KUTIPAN TEKS:
Travelinglah Selagi Masih Muda. Sebelum Menyesal

Fake Luxury

Pernah membeli barang imitasi? Barang aspal alias asli tapi palsu? Atau yang sedang tren sekarang adalah barang KW, mulai dari KW super, KW1, dan KW2. Kualitas yang disingkat menjadi KW ini biasanya menunjukkan derajat kemiripan barang palsu dengan yang asli, semakin rendah tingkatan KW maka kualitasnya akan semakin jelek dan harganya pun lebih murah. Barang imitasi, aspal, atau KW biasanya menjiplak habis sebuah model dari suatu brand terkenal. Tidak tanggung-tanggung, mereka juga meng-emboss barang palsu dengan logo dari brand yang dijiplak. Dengan demikian, untuk mata orang awam tidak akan terlihat bedanya, mana yang asli dan palsu.

Rasanya sekarang masyarakat sudah tidak malu lagi memakai barang KW ini, penjualannya pun dilakukan secara terang-terangan. Pemalsuan brand sudah tentu merugikan banyak pihak: pemegang lisensi resmi atas brand yang bersangkutan, designer yang susah payah merancang, dan merugikan negara karena kita tidak membayar pajak atas barang tersebut. Yang pasti, memakai barang KW mencerminkan mental kita sebagai mental pembajak.

Untuk kalangan sosialita, adalah haram hukumnya jika memakai barang palsu. Sekali ketahuan memakai barang KW, maka untuk selamanya dia akan dicap sebagai pemakai barang imitasi. Tidak akan dipercaya lagi walau ia memakai barang asli sekalipun. Tetapi saya, anda, dan kita, bukanlah sosialita dari kalangan jetset. Tetap saja, alasan ini tidak bisa dijadikan pembenaran untuk ikut-ikutan memakai barang KW.

Saya pribadi sudah pasti tidak mampu membeli tas merk LV, Guess, atau Chanel yang harganya berpuluh-ratusan juta. Jika saya memakai tas palsu yang meng-emboss brand tersebut, bukankah saya sudah membohongi diri sendiri? Masyarakat pun bisa menilai kalau karyawan-kantoran-yang-setiap-hari-naik-bus-dan-gajinya-pas-pasan seperti saya tidak mungkin memakai tas dari brand yang asli. Jadi untuk apa saya tetap memakai tas dengan emboss brand terkenal tersebut? Yang pasti, saya malu mengenakan benda yang terang-terangan menempelkan brand super-wah yang pastinya tidak terjangkau kocek saya.

Percaya atau tidak, harga tas dan sepatu KW dengan brand terkenal ini harganya pun tidak murah. Kalau begitu, mengapa tetap mengeluarkan uang banyak untuk sebuah barang palsu? Mengapa tidak membeli barang asli dari brand lain yang tidak kalah bagus tapi tetap terjangkau, dengan begitu kita bisa menghindari pembajakan dan tidak membohongi diri sendiri. Dengan status yang notabenene memang bukan sosialita dan bukan anak dari orangtua super-tajir-melintir-lintir, untuk apa memaksakan diri memakai benda bermerk. Akui saja kalau kita saya memang tidak mampu.

PETUNJUK TUGAS:
(1) Sebutkan semua pihak yang menurut teks tentang barang KW dirugikan oleh pemalsuan brand.
(2) Apakah pernyataan berikut sesuai dengan teks tentang barang KW? Jawab ya atau tidak untuk masing-masing, lalu kutip kata-kata teks yang menentukan jawabannya.
(a) Semakin rendah tingkatan KW, semakin murah harga barangnya.
(b) Tas dan sepatu KW dengan brand terkenal dijual dengan harga murah.
(c) Bagi kalangan sosialita, memakai barang palsu masih bisa diterima.
(3) Lanjutkan teks tentang barang KW, mulai setelah kalimat terakhirnya.

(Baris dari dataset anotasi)

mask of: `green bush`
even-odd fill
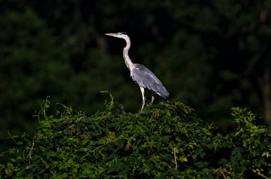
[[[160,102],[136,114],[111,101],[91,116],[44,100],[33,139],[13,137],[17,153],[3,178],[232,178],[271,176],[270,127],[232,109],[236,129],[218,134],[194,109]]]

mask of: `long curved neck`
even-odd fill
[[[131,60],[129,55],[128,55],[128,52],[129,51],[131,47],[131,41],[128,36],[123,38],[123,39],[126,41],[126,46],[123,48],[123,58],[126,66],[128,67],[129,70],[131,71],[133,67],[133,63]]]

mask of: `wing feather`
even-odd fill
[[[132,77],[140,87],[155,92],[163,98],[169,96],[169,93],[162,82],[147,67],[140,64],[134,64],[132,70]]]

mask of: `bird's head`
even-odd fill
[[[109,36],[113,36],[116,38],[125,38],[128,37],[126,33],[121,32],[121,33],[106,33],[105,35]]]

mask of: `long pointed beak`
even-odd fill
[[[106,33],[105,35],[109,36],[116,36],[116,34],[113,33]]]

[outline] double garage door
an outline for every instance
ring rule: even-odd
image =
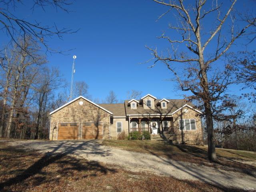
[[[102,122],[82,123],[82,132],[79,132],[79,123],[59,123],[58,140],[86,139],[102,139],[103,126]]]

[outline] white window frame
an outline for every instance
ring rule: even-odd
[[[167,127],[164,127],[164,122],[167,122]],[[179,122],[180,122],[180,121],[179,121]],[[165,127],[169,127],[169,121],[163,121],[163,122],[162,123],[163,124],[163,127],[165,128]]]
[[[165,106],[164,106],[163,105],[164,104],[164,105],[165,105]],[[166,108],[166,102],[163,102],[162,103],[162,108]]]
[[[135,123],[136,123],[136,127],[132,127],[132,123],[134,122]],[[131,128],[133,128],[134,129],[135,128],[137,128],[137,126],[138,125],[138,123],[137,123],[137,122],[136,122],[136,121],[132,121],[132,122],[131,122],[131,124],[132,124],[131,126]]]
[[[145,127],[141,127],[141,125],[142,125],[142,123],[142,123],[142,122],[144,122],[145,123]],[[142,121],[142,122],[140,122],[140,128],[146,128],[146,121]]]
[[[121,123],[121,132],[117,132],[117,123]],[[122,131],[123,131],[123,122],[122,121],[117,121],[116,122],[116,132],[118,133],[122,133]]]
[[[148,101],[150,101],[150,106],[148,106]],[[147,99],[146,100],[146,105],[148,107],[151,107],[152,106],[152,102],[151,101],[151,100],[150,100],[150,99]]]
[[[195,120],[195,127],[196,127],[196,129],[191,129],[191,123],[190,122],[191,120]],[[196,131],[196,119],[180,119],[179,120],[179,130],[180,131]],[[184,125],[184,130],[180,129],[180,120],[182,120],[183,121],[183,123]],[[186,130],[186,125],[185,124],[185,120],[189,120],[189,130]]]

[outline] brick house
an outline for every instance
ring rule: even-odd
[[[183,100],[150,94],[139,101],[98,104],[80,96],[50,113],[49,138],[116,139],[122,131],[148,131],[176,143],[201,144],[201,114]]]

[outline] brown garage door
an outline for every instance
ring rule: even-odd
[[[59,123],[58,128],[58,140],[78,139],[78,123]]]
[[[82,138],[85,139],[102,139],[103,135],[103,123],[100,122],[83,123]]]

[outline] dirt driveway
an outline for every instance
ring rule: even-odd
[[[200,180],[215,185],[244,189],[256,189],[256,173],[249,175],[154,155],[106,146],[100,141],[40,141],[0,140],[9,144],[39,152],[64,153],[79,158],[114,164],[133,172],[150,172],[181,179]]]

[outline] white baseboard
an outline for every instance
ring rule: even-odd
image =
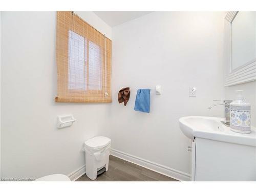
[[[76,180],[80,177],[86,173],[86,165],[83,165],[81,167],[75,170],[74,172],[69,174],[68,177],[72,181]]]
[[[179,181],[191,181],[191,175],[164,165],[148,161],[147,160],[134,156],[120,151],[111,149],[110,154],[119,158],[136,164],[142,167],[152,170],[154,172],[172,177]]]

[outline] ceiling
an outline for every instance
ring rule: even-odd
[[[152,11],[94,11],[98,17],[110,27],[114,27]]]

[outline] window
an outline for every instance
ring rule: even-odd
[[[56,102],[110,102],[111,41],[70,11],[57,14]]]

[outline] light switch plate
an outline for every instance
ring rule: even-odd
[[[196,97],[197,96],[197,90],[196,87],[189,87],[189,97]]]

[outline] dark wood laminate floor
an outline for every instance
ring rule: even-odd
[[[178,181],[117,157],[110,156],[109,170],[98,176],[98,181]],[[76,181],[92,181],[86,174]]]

HASIL AKHIR:
(1)
- Pemegang lisensi resmi atas brand yang bersangkutan
- Designer yang susah payah merancang
- Negara, karena kita tidak membayar pajak atas barang tersebut

(2)
(a) Ya: "semakin rendah tingkatan KW maka kualitasnya akan semakin jelek dan harganya pun lebih murah"
(b) Tidak: "harga tas dan sepatu KW dengan brand terkenal ini harganya pun tidak murah"
(c) Tidak: "Untuk kalangan sosialita, adalah haram hukumnya jika memakai barang palsu."

(3)
Saya pribadi, sudah menempelkan stigma negatif terhadap orang yang dengan bangganya memakai barang KW tanpa merasa bersalah. Pasti terdengar arogan bagi kalian, kesannya saya orang suci yang tidak pernah memakai barang palsu, selalu membeli barang asli yang lebih mahal dari barang asli, dan tidak mau memakai barang murah. Tidak juga tuh...

Jaman kuliah dulu, saya punya satu tas yang mengemboss sebuah merk terkenal. Sayangnya, tas tersebut tidak sempat go public terlalu lama karena saya malu telah membohongi diri sendiri. Saya juga tahu, 40% siswa di kelas saya termasuk golongan anak-tajir-melintir yang mampu membeli barang dengan merk asli.  Rasanya tidak rela kalau harus dihujani tatapan 'You're wearing the fake one right?'. Lebih baik memakai tas biasa tanpa merk daripada terlihat begitu memaksakan diri untuk tampil 'mewah'.

Sekarang, setelah memiliki penghasilan sendiri, saya memilih untuk memakai produk sebuah brand  dalam negeri dengan model dan kualitas yang tidak kalah dengan brand terkenal (sstt, I recommended Capriasi for alternate). Tapi jangan salah, saya juga cinta berbelanja di Ambassador, sebuah surga belanja bagi karyawan kere untuk mencari outfit kantor yang bagus tapi affordable. Bayangkan, rata-rata sebuah tas dibandrol dengan harga 50ribu saja, tapi saya langsung ilfil begitu melihat berbagai logo brand kelas atas yang menghiasi tas tersebut. Sebagai perempuan normal, saya masih cinta barang bagus dengan harga miring, namun saya lebih memilih barang yang tidak memiliki merk atau bermerk independen. Sekarang saya lebih sadar diri untuk tidak menggunakan barang yang menempelkan logo brand terkenal.

Mau memakai barang asli, palsu, imitasi, atau KW adalah pilihan Anda. Yang pasti, ada berbagai alternatif cara yang bisa diambil untuk menghindari penggunaan barang imitasi. Jangan bangga jika Anda memakai barang imitasi karena Anda sedang membohongi diri sendiri, karena Anda secara tidak langsung mendukung pembajakan hak cipta. Seperti mengutip dari Bazaar Indonesia:


Notes: Judul Fake Luxury diambil dari tema Bazaar Style (diputar di O Channel 12 September 2010) yang juga merupakan kampanye Harper’s Bazaar untuk memerangi merk palsu yang marak beredar.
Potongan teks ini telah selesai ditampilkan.